**PROBLEM TO SOLVE**
Locate the line containing "Task: pick out brick house, one" in the material below; repeat it and every line after it, exactly as written.

**STORED RECORDS**
════════

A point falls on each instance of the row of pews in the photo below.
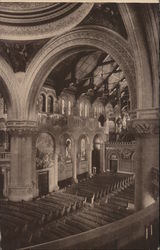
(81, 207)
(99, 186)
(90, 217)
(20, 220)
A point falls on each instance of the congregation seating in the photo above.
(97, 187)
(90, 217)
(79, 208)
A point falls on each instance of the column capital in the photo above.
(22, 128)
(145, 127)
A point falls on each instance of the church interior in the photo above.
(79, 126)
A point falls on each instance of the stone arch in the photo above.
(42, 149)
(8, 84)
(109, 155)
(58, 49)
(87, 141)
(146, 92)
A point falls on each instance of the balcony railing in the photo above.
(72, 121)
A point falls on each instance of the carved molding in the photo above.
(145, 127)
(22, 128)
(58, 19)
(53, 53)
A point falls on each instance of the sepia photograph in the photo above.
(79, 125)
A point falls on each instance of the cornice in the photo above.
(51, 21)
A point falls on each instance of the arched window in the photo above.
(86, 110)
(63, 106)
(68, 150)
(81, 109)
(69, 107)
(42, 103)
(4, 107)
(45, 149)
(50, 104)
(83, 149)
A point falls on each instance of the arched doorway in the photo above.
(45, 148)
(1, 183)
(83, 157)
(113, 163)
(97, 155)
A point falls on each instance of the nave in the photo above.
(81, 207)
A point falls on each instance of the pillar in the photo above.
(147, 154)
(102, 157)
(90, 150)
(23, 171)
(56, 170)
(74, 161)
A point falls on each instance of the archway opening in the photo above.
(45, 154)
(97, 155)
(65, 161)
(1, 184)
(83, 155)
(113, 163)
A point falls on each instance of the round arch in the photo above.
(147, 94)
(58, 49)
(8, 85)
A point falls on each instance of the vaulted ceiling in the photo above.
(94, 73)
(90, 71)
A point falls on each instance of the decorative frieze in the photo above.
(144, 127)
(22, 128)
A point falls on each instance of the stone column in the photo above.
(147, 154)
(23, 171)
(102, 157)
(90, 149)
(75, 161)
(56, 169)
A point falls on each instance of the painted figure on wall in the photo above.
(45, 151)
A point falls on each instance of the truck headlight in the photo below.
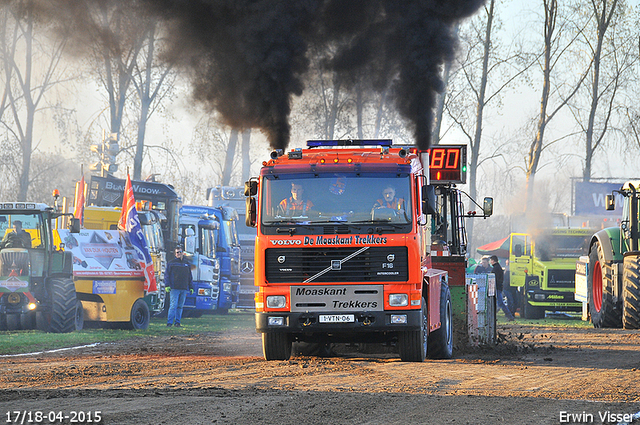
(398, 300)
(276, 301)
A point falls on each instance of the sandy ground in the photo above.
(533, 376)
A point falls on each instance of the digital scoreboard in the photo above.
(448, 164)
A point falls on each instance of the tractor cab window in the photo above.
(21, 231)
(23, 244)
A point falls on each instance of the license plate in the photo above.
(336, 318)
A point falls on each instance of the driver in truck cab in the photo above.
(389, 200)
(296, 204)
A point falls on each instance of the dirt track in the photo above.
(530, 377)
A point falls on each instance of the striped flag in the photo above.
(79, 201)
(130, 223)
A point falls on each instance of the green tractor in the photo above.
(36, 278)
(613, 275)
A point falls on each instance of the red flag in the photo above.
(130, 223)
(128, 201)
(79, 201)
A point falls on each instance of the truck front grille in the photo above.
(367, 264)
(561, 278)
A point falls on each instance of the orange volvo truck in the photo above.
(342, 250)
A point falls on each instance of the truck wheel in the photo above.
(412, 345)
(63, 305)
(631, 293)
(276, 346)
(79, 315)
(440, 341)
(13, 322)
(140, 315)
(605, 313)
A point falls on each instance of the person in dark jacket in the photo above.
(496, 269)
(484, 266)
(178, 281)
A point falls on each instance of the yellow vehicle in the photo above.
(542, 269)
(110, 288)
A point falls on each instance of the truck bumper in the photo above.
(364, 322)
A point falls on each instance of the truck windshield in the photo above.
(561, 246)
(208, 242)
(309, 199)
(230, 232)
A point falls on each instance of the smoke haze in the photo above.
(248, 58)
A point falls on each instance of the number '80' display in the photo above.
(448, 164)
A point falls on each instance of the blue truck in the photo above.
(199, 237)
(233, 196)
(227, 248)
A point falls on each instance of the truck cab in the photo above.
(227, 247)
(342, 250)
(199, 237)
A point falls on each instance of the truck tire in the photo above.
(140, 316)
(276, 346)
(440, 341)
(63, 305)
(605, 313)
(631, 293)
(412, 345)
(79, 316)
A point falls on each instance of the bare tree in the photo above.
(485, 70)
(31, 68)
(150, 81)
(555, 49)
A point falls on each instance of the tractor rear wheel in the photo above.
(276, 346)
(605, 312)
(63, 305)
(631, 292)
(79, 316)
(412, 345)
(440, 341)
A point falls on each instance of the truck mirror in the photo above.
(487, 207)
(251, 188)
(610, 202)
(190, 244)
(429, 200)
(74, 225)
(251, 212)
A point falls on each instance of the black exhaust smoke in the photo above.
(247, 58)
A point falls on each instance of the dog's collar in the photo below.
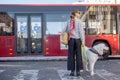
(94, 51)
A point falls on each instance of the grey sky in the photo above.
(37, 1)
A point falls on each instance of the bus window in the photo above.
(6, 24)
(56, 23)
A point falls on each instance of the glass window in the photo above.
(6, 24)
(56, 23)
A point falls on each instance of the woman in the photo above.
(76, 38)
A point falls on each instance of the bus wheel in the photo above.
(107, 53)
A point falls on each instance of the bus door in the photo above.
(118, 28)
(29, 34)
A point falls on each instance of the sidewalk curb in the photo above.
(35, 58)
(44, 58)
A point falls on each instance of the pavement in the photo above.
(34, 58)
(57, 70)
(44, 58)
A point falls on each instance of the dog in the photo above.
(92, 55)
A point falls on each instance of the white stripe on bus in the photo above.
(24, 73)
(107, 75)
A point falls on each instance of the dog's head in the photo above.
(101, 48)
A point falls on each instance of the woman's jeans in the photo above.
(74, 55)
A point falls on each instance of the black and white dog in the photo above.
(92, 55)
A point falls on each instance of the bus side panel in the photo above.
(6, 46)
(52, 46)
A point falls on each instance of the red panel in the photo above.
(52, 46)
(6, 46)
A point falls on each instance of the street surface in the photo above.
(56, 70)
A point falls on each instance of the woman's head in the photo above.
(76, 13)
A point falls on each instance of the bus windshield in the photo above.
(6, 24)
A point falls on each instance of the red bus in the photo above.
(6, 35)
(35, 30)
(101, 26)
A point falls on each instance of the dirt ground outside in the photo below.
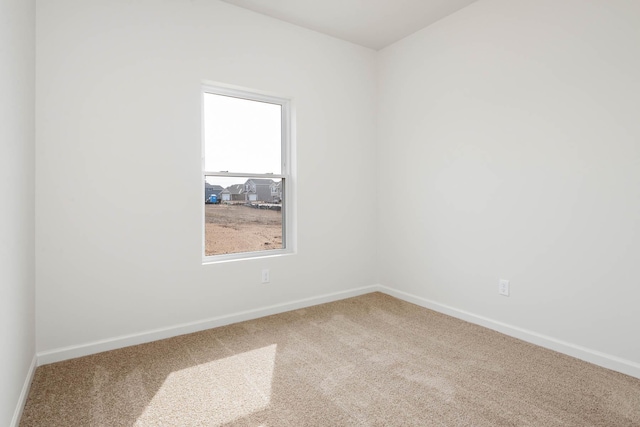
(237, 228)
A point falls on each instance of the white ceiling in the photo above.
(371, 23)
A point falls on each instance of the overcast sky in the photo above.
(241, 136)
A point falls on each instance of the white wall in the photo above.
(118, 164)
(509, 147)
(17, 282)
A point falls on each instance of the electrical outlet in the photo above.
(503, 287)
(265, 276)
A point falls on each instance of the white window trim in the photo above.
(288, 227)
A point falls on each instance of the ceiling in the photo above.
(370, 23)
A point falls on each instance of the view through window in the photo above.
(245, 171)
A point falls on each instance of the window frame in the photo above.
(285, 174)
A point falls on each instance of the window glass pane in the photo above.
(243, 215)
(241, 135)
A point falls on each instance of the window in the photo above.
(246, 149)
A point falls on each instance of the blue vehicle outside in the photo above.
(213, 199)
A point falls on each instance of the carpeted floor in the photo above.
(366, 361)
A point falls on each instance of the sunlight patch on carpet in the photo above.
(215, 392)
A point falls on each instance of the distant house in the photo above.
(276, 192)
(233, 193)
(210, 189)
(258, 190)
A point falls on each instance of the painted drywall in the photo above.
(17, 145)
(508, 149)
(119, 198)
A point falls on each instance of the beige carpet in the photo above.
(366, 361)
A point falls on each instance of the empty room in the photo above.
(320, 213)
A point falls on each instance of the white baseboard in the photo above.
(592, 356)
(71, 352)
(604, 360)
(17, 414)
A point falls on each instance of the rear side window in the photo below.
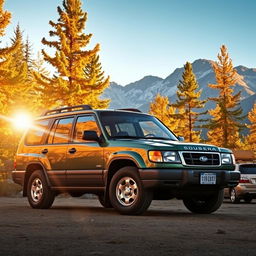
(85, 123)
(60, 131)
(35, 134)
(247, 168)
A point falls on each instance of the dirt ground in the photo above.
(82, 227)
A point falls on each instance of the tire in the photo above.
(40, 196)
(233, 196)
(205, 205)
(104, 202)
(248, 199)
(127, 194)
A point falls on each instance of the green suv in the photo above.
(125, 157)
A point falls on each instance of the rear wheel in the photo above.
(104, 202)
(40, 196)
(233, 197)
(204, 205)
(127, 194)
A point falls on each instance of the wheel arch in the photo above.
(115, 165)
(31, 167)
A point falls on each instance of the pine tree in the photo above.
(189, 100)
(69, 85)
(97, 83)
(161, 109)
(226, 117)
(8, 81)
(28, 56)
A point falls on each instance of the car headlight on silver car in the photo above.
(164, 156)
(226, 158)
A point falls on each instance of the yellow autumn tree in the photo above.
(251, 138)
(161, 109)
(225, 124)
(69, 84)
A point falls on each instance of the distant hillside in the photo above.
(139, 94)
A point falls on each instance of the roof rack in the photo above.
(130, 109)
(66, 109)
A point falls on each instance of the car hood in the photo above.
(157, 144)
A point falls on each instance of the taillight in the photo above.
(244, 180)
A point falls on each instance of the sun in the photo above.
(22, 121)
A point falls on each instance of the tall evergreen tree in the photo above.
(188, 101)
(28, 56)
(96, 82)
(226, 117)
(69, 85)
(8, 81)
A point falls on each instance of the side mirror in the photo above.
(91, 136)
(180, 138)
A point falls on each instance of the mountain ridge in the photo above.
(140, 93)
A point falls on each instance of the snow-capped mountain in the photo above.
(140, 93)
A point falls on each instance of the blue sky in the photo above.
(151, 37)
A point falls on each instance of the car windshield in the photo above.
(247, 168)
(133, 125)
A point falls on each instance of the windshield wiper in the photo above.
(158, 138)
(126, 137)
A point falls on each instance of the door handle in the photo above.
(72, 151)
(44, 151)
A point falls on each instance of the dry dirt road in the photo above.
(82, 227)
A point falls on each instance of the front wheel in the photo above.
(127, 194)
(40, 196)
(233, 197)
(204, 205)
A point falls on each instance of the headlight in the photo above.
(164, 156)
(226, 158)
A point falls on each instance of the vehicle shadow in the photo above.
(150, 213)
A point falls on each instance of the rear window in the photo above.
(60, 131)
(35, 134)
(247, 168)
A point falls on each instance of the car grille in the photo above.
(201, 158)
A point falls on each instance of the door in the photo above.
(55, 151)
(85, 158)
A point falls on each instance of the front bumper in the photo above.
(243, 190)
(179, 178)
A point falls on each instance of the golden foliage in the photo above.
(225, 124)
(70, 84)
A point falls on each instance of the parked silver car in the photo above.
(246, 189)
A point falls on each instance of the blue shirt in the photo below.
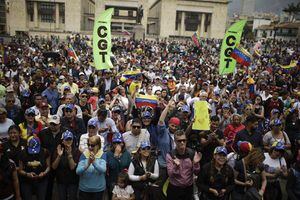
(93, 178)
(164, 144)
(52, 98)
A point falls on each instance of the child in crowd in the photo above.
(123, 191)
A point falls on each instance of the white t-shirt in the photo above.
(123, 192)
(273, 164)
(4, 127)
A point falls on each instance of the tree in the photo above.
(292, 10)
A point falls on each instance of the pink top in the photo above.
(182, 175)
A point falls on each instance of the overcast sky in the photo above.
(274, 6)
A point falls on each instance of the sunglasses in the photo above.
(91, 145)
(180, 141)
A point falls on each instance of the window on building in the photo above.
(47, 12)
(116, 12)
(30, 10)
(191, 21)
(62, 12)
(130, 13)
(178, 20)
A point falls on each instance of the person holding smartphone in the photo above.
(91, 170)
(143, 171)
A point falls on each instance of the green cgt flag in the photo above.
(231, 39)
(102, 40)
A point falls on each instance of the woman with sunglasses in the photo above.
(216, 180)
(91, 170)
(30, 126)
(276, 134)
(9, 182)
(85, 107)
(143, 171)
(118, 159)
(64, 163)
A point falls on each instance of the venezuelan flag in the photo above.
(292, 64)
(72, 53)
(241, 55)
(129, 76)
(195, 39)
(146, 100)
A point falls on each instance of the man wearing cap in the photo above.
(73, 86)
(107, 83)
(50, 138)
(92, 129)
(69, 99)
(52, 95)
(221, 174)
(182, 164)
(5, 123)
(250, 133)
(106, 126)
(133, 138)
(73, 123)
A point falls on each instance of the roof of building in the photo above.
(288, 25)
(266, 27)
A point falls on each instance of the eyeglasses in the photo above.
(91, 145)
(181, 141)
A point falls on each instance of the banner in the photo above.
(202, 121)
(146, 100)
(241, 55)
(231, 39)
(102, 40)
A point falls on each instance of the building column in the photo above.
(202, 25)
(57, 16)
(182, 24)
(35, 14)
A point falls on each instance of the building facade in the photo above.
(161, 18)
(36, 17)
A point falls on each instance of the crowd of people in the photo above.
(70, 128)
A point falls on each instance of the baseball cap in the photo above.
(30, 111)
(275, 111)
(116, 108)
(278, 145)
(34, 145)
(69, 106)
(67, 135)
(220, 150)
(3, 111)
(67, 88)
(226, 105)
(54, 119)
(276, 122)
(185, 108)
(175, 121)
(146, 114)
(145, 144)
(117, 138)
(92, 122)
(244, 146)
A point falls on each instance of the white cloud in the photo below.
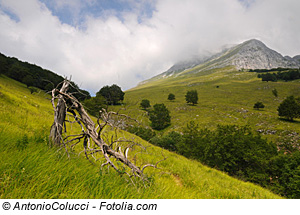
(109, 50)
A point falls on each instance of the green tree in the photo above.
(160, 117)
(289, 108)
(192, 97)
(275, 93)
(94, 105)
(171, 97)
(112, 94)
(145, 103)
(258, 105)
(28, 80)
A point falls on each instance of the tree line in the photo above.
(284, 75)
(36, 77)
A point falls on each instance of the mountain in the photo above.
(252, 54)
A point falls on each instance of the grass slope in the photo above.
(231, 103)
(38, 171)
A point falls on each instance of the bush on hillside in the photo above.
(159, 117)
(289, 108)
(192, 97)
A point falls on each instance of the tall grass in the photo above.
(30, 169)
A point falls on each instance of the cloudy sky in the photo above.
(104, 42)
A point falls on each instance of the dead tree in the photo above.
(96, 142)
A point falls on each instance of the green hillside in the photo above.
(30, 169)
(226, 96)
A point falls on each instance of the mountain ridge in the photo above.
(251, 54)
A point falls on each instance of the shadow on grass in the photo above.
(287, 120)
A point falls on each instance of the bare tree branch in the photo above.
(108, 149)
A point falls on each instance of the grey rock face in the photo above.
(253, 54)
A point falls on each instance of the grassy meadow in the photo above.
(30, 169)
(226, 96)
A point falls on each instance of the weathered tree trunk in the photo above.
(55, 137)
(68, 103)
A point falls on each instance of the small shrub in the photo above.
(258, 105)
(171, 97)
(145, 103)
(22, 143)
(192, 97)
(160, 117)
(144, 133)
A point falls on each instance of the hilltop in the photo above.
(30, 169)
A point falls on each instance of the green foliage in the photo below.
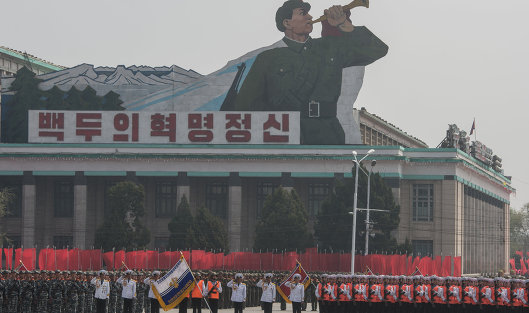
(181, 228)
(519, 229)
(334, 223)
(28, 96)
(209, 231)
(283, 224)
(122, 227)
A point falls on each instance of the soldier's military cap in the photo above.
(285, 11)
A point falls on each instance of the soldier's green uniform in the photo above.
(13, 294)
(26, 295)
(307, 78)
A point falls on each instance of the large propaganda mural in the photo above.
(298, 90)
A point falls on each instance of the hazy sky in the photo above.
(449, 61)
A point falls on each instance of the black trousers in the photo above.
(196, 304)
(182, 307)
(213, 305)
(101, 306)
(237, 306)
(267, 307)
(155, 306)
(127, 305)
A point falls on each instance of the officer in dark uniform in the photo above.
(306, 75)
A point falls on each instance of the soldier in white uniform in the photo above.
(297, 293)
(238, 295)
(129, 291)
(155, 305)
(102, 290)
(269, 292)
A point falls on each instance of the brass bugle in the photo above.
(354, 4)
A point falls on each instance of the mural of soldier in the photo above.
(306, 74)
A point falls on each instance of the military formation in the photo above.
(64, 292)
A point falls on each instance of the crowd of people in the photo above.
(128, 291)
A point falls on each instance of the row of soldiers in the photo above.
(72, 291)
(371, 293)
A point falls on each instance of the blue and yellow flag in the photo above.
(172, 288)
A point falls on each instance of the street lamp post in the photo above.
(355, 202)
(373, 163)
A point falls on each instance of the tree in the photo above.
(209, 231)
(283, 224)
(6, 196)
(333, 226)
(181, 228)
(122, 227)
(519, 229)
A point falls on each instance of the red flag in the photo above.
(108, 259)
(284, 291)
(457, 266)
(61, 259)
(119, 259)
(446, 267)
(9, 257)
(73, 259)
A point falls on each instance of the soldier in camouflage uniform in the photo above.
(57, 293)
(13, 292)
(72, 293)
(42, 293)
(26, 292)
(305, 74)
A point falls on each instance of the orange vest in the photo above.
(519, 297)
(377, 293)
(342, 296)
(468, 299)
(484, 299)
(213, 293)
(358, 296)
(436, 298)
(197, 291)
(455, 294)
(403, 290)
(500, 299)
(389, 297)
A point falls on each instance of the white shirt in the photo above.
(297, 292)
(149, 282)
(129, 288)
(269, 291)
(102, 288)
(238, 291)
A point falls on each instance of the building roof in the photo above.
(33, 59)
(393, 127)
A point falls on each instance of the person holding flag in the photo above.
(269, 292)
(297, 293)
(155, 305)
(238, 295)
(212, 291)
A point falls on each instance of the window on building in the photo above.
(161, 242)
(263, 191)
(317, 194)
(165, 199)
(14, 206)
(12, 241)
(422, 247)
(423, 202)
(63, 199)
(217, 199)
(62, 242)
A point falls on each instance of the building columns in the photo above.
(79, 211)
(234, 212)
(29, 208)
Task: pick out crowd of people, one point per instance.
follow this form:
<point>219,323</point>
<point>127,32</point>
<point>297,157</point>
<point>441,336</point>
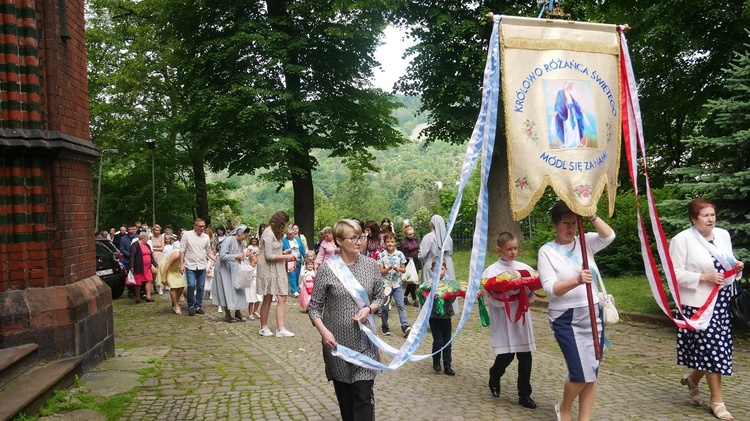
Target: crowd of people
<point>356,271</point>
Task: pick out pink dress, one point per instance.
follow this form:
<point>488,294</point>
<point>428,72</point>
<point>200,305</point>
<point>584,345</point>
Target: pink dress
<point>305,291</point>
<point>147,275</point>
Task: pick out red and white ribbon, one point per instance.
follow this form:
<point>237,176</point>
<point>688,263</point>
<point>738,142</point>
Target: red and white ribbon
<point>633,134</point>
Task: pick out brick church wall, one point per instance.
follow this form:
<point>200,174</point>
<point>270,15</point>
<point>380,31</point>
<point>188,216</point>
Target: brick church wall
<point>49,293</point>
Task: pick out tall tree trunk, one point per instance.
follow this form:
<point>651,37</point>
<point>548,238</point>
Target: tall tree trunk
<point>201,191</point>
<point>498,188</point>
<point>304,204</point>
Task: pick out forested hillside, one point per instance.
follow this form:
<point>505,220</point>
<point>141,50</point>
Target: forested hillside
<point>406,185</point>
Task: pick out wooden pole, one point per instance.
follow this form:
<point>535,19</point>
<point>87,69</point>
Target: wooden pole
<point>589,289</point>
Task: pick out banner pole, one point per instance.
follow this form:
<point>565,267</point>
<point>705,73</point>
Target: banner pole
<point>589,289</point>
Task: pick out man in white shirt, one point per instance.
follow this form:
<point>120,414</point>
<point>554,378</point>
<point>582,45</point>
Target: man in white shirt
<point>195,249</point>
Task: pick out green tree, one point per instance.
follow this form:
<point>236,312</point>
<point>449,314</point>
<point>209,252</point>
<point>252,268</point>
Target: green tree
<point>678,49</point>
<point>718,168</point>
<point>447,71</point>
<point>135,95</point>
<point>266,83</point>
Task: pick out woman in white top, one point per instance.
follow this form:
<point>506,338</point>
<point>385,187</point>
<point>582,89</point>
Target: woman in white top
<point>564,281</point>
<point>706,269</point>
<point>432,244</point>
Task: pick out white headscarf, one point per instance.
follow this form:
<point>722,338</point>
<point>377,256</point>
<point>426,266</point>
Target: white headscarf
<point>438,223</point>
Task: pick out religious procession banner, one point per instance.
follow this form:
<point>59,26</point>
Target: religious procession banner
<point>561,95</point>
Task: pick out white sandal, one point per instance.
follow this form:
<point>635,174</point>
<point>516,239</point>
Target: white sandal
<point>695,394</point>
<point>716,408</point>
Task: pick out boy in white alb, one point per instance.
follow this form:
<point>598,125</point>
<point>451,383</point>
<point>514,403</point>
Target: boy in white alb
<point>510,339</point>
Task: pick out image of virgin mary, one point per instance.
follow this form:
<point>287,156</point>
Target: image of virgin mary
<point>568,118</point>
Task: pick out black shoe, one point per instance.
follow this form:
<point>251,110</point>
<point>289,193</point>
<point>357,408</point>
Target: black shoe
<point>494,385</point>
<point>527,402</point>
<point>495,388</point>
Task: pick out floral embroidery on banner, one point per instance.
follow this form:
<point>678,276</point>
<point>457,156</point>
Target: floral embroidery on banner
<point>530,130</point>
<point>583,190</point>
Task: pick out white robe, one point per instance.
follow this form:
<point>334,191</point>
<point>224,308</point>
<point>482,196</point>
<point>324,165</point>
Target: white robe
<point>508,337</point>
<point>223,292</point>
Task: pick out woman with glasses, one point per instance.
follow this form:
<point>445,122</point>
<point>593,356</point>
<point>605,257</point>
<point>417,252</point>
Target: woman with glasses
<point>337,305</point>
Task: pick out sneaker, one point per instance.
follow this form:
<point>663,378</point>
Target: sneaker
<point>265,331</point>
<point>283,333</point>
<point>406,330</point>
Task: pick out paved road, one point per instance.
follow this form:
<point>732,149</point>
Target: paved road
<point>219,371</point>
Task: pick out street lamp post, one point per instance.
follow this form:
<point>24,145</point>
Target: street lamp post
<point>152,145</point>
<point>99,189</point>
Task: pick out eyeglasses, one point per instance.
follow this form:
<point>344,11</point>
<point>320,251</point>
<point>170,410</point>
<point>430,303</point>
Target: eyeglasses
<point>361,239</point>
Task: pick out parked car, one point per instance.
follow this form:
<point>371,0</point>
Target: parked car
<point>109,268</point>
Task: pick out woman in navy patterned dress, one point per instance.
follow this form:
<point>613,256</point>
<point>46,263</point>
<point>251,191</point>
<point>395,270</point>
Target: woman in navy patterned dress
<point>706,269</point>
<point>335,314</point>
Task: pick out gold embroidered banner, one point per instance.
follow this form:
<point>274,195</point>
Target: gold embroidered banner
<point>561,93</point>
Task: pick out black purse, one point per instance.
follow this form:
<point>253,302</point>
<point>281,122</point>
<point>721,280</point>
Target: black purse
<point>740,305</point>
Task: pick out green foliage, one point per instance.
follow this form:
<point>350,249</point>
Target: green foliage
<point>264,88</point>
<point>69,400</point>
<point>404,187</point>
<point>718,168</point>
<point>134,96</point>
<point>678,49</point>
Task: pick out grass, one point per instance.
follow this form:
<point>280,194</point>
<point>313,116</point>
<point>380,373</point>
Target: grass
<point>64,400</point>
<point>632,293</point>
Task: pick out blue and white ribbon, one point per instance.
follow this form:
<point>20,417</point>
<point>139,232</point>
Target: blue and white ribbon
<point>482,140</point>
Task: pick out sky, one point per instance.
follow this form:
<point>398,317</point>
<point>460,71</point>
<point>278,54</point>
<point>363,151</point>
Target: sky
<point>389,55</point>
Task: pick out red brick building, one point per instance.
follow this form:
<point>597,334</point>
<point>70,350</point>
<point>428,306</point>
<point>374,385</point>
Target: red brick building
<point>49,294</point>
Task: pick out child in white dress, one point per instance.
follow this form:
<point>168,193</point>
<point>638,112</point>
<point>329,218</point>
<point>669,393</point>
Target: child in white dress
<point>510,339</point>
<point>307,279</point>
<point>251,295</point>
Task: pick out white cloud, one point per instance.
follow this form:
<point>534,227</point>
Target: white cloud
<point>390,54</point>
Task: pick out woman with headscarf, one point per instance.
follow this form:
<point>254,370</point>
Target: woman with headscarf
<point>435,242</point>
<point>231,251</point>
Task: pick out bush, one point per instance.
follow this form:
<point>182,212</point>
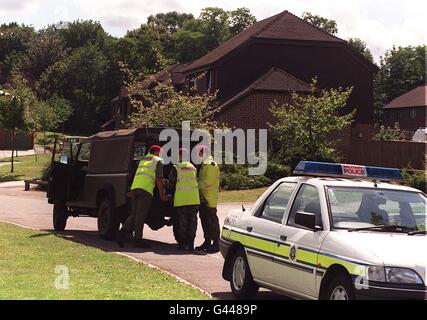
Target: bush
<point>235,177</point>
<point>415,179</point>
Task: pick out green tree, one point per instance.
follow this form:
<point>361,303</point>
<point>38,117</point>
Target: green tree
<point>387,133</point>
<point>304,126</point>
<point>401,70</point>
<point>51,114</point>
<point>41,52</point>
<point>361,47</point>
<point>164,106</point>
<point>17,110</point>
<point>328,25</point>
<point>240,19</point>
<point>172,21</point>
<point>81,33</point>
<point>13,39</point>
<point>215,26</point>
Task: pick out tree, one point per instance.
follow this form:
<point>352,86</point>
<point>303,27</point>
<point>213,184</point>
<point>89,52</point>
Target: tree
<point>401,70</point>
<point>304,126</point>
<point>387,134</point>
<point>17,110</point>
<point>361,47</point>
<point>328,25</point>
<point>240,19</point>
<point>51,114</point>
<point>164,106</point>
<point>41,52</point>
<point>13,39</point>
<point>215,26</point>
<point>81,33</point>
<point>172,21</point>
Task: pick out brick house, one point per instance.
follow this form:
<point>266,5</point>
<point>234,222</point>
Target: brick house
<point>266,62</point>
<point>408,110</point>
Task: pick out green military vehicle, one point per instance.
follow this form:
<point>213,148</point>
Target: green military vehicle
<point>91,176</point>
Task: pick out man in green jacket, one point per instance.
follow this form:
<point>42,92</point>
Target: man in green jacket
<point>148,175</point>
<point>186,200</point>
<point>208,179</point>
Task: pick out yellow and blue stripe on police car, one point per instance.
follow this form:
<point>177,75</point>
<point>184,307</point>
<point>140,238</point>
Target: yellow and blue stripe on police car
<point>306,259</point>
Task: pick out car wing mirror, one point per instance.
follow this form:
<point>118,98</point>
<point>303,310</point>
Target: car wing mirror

════════

**TASK RESULT**
Task: pick out brick house, one point per instance.
follow this form:
<point>266,5</point>
<point>234,222</point>
Target: brick house
<point>266,62</point>
<point>408,110</point>
Task: pick out green military vehicle, one point per instance.
follow this form:
<point>213,148</point>
Target: green military vehicle
<point>91,176</point>
Task: pick out man in green jacket, one point per instance.
follow this form:
<point>42,92</point>
Target: man in green jacket
<point>148,175</point>
<point>186,200</point>
<point>208,179</point>
Task: pick out yellow and blue stripe on police car, one point per instance.
follow this form:
<point>177,75</point>
<point>184,307</point>
<point>140,238</point>
Target: yellow and blue stripe on police car
<point>306,259</point>
Task: pick out car wing mirror, one point per instance.
follow this form:
<point>118,98</point>
<point>303,310</point>
Target: car wing mirror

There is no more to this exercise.